Your instructions:
Please tally the lines of the records that contain "jeans" and send back only the total.

Given entries:
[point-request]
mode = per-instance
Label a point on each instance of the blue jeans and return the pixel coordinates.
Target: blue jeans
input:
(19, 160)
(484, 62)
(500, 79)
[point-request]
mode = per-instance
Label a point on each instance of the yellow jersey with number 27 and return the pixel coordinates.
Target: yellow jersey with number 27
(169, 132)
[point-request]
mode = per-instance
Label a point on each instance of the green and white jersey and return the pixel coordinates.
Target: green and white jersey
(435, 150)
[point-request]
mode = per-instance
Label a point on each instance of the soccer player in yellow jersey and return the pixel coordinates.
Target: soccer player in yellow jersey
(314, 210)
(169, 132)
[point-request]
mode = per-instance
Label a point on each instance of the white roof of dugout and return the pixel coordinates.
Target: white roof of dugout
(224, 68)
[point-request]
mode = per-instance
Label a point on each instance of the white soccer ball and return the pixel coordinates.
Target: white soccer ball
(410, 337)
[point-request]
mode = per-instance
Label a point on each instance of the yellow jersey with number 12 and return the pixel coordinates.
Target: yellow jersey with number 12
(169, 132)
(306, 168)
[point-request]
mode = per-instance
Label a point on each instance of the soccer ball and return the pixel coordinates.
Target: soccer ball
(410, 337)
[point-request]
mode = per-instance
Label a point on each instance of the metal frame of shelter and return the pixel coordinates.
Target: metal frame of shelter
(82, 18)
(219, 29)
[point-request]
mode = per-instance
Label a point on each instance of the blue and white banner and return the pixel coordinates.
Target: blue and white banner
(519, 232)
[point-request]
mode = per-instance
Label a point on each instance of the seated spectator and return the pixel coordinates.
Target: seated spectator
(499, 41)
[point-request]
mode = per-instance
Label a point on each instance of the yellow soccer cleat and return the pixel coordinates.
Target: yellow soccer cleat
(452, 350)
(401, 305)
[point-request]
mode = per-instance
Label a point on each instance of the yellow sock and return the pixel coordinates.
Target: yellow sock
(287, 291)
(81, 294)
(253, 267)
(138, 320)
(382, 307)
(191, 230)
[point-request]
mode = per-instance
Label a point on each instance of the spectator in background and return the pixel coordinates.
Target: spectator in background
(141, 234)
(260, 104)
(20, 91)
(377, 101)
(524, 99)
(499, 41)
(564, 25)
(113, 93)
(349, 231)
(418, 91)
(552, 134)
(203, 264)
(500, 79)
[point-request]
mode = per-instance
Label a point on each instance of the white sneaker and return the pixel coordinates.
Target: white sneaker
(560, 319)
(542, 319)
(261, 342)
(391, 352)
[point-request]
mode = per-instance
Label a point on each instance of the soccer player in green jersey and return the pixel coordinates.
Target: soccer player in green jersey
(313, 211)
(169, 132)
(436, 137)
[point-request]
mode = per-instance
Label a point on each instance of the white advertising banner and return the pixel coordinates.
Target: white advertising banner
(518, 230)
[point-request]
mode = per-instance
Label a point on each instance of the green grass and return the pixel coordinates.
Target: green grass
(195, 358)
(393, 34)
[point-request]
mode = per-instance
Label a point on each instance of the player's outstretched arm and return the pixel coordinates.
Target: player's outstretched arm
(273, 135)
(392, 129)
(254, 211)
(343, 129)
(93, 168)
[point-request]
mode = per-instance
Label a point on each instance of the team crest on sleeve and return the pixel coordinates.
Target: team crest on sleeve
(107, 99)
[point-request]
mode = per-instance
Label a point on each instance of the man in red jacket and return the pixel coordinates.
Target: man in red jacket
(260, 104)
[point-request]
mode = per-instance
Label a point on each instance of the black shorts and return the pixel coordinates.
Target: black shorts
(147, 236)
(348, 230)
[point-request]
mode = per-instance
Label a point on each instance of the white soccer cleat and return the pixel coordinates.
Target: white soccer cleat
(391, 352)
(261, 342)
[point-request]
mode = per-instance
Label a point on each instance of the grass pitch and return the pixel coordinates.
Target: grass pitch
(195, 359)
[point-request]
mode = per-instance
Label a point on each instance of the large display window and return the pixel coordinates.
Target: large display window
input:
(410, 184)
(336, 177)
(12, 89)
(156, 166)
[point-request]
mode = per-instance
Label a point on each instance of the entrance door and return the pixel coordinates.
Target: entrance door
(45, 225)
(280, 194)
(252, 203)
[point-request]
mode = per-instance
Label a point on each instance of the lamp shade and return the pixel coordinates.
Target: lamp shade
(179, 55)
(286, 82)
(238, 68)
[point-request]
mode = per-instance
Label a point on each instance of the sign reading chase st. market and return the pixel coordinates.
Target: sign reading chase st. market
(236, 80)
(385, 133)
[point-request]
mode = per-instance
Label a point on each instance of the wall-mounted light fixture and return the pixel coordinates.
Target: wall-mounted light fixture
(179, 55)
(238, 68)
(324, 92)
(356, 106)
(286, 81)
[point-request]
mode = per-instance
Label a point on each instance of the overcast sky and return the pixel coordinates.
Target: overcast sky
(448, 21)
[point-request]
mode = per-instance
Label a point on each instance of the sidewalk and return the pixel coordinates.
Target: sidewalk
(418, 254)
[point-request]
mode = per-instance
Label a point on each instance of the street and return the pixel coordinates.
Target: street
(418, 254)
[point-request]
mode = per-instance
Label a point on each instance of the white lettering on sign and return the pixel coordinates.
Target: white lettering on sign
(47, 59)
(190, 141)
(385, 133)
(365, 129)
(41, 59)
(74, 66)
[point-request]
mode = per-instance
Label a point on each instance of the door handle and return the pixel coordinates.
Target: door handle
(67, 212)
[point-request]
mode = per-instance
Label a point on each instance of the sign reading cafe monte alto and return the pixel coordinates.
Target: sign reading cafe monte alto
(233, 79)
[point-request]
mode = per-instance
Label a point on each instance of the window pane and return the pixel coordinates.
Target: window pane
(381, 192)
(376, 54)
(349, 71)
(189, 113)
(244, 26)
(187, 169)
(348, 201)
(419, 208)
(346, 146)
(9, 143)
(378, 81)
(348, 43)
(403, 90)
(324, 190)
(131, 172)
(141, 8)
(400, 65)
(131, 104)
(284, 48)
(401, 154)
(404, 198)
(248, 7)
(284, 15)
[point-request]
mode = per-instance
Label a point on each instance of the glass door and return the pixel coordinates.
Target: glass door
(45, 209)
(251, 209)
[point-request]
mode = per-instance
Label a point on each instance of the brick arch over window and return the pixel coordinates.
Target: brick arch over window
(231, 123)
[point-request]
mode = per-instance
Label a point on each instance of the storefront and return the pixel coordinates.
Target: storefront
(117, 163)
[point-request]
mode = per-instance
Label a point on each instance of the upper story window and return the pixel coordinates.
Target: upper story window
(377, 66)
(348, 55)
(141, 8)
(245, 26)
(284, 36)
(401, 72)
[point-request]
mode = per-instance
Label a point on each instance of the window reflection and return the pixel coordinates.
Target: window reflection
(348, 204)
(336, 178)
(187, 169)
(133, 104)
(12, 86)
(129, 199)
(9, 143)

Reply to the exercise:
2